=== Testo fornito ===
=-=-=-=-=
Gli ordini esecutivi di Trump, arrivati dopo il fallimento delle trattative, imporranno dazi del 25 per cento per i beni provenienti dal Messico mentre per il Canada solo i beni energetici, che sono fondamentali per gli Stati Uniti, saranno tassati al 10 per cento. Nel caso della Cina, invece, si assiste a un aumento dal 10 al 20 per cento. Il presidente americano ha poi dichiarato che da aprile i dazi potrebbero essere estesi ai prodotti agricoli, invitando allevatori e agricoltori statunitensi a incrementare la produzione. Qualche giorno dopo, il Presidente degli Stati Uniti ha dichiarato che il settore automobilistico sarà esentato per un mese dalle sanzioni, per i produttori che rispettano gli accordi di libero scambio tra i vari paesi.
=-=-=-=-=
=== Estratto del dataset ===
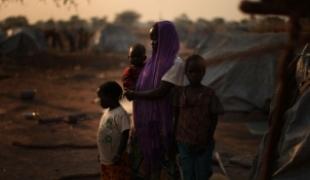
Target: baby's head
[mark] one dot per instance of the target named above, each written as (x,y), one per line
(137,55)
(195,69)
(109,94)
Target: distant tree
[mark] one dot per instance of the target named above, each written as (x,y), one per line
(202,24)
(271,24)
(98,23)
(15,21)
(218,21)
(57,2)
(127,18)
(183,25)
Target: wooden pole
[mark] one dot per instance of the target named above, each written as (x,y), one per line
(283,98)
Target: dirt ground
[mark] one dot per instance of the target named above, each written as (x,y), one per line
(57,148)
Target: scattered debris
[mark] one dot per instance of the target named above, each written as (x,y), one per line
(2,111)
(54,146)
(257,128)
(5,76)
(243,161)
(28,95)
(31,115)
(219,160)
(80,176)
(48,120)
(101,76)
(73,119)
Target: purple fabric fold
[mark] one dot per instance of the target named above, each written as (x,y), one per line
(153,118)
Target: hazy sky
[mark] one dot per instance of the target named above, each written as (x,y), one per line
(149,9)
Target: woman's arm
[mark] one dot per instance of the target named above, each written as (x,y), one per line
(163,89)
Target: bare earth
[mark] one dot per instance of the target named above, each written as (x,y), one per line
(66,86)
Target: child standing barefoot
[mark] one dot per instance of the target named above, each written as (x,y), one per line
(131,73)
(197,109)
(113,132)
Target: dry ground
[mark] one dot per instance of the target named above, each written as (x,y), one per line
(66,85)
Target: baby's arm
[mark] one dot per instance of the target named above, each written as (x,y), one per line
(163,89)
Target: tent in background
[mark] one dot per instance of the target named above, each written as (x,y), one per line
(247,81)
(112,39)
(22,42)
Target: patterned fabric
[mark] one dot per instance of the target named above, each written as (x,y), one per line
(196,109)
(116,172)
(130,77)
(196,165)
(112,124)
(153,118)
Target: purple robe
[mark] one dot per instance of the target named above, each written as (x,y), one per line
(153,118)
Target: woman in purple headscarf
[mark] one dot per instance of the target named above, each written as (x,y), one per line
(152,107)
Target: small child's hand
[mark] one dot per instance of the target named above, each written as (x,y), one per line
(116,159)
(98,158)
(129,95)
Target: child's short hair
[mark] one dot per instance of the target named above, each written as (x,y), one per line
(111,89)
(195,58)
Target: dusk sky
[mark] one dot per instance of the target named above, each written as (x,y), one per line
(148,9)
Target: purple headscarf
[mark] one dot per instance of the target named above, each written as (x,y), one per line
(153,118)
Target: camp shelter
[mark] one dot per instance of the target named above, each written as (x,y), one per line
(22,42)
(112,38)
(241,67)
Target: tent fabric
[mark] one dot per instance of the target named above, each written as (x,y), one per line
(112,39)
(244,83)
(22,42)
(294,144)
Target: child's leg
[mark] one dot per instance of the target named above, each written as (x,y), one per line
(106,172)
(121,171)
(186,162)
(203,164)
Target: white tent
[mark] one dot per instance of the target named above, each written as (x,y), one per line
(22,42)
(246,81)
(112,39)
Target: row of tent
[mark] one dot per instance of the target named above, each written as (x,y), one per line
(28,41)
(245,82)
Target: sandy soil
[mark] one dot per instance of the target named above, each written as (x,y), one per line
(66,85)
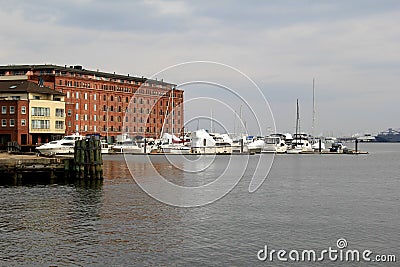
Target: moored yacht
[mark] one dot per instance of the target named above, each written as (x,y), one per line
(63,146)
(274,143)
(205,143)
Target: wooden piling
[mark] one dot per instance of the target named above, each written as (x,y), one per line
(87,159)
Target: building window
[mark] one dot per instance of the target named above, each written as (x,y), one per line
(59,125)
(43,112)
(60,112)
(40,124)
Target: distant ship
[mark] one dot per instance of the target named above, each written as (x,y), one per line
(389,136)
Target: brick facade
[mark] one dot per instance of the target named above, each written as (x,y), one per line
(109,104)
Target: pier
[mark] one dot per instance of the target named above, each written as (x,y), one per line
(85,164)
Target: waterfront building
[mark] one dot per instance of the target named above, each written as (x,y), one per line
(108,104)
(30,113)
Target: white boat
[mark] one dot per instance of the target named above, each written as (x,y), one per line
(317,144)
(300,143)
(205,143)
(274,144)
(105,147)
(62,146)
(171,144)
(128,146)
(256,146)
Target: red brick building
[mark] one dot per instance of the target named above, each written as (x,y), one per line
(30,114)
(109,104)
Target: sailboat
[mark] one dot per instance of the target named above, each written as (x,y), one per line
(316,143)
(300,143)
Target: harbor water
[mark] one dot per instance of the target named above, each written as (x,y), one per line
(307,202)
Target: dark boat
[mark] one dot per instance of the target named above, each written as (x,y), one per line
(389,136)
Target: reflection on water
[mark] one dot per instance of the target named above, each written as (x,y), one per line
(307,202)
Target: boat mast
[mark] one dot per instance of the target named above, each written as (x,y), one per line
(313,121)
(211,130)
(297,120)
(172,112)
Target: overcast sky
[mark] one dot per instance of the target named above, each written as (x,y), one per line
=-=-=-=-=
=== Cosa fare ===
A: Rispondi a queste domande sul testo sui dazi:
(i) Quale dazio si applicherà ai beni provenienti dal Messico?
(ii) Per la Cina, da quale percentuale a quale percentuale aumenta il dazio?
(iii) Per quanto tempo il settore automobilistico sarà esentato dalle sanzioni?
B: Ripeti il passaggio del testo sui dazi che comincia con "Gli ordini esecutivi" e finisce con "i vari paesi.".

=== Risposte ===
A:
(i) Un dazio del 25 per cento.
(ii) Dal 10 al 20 per cento.
(iii) Per un mese.

B:
Gli ordini esecutivi di Trump, arrivati dopo il fallimento delle trattative, imporranno dazi del 25 per cento per i beni provenienti dal Messico mentre per il Canada solo i beni energetici, che sono fondamentali per gli Stati Uniti, saranno tassati al 10 per cento. Nel caso della Cina, invece, si assiste a un aumento dal 10 al 20 per cento. Il presidente americano ha poi dichiarato che da aprile i dazi potrebbero essere estesi ai prodotti agricoli, invitando allevatori e agricoltori statunitensi a incrementare la produzione. Qualche giorno dopo, il Presidente degli Stati Uniti ha dichiarato che il settore automobilistico sarà esentato per un mese dalle sanzioni, per i produttori che rispettano gli accordi di libero scambio tra i vari paesi.